PROBLEM STATEMENT
Repeat the data verbatim, images excluded.

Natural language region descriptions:
-=-=-=-=-

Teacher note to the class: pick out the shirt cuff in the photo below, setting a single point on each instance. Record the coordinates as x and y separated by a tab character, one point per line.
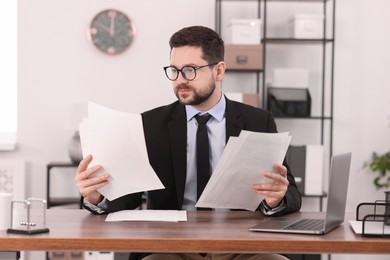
267	210
99	208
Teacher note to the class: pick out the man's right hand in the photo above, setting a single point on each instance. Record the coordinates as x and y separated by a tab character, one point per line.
87	184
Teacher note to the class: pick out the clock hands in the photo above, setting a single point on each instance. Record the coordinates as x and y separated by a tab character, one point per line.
103	27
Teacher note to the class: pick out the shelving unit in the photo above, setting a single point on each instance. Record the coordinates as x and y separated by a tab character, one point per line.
321	119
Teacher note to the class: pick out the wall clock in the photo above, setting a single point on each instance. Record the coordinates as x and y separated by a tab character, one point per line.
111	31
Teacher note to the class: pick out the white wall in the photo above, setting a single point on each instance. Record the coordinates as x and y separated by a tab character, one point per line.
59	71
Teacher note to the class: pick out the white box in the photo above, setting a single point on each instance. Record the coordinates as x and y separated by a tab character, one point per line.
245	31
294	78
307	26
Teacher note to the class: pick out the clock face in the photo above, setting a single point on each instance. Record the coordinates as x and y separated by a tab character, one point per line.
111	31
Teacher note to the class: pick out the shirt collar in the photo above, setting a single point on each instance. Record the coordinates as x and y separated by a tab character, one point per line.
217	111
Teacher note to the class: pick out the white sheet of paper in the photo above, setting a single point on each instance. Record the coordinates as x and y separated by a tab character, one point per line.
241	164
370	228
148	215
116	141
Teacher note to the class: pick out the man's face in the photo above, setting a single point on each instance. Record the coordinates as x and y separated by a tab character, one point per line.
200	89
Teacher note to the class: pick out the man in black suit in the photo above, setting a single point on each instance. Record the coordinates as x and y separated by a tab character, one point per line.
196	72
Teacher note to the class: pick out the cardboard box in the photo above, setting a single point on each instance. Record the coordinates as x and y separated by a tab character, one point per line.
252	99
305	26
245	31
244	57
289	102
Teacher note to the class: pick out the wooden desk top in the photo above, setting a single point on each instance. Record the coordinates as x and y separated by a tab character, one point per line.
203	232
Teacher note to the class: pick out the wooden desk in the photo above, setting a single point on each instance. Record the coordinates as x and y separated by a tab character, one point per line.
203	232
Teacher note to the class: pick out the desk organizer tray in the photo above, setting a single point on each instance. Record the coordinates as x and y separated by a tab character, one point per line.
375	218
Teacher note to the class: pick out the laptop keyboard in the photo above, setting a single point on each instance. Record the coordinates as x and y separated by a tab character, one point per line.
307	224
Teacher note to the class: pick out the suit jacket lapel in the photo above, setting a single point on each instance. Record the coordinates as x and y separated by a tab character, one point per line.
178	140
234	123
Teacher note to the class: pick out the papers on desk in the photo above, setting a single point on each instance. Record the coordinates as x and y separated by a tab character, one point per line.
116	141
148	215
241	164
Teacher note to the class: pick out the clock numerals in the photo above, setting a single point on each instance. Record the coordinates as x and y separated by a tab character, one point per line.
111	31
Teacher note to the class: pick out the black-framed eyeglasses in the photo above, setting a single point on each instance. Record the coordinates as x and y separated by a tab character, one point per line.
188	72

-=-=-=-=-

YOUR SOLUTION
Teacher note to the class: pick out the shirt cuff in the photo below, setting a single point on each instance. Record the coordinates as x and y separated by a tab character, one point per line.
267	210
99	208
Teacher note to the class: pick out the man's right hand in the photo above, setting a single point on each instance. Record the coordinates as x and y separated by a tab character, one point per line.
87	184
Teacher note to the class: pick out the clock hands in the photo above, setting a single point on each instance. Record the coordinates as x and y separated by a tab character, one point per line.
103	27
Teacher note to the class: pick out the shelving unit in the photo above, setting a single point on each instance. Record the coordinates as x and y separated by a tab character, one point per line.
321	119
Teacher note to the class: pick out the wall clock in the photo above, setting a single point on each instance. Record the coordinates as x and y separated by a tab character, one point per line.
111	31
Teacher note to the class: pick out the white wall in the photo above, setting a single point on each instance. Record the coordinates as x and y separated by a tab character, one point per line.
59	71
Teacher note to the class: pick out the white box in the photo above, setting a single point on each instance. Record the coordinates as x and y separated by a tab character, one point per line.
245	31
294	78
307	26
Teacher note to the class: pick out the clock face in the photo above, setting a single point on each instance. Record the coordinates as x and y separated by a tab character, one point per line.
111	31
Teacher note to the class: pick out the shirt collar in the photo above, setting a single point on each instance. Record the coordinates as x and y separated by a tab character, one point per line.
217	111
Teacher note to the class: pick out the white sheet of paper in the photo above, setting a single point on each instance. Record the coordinates as x and y separated by a tab character, one point per line.
241	164
370	228
148	215
116	141
Teacher note to the class: pick out the man's face in the photo above, setting a single point on each instance. Record the coordinates as x and y separated by a tab character, one point per line.
200	89
Teacher note to the class: pick out the man in black suit in the photo above, setting a single point on each instance. Record the coordinates as x and y separated by a tab character, one point per line.
196	72
Teacher note to the class: pick out the cardboard box in the photo above, setting a single point on each instance. Record the coordinates as x and y separated by a tab character, one point per line.
252	99
305	26
245	31
244	57
289	102
Teacher note to the class: pick out the wooden desk top in the photo above, setting a single point on each instance. Record the coordinates as x and y separated by a tab character, one point per line.
203	232
Teacher note to the class: pick out the wooden desk in the photo above, setting a single point on each instance. Record the coordinates as x and y separated by a tab character, one point per line.
203	232
Teacher note to the class: pick out the desk organizer tray in the photo above, setting a single point on each instance. Record the coordinates as x and y separated by a tab character, one point per line.
375	218
Teacher note to the class: pick out the laptop keyboard in the photo above, setting a single point on each instance. Record the coordinates as x and y separated by a tab character, one point per line.
307	224
Teacher note to the class: pick out the suit jacket lapel in the photo above, setting a single point on each instance. Record the coordinates as x and y separated by a tab character, one point per line.
178	140
234	123
Teacher note to the class: pick out the papers on desk in the photo above, setting a single point on each instance. Record the coordinates as x and y separated by a tab character, one point per line.
116	141
148	215
241	164
Teacher note to the class: pick out the clock numerals in the photo above, setting a single point on each instance. Record the coordinates as x and y separated by a tab character, one point per line.
111	31
Teacher note to the class: pick out the black-framed eyeglasses in the photo above, setting a single point on each instance. Record the coordinates as x and y separated by a tab character, one point per line.
188	72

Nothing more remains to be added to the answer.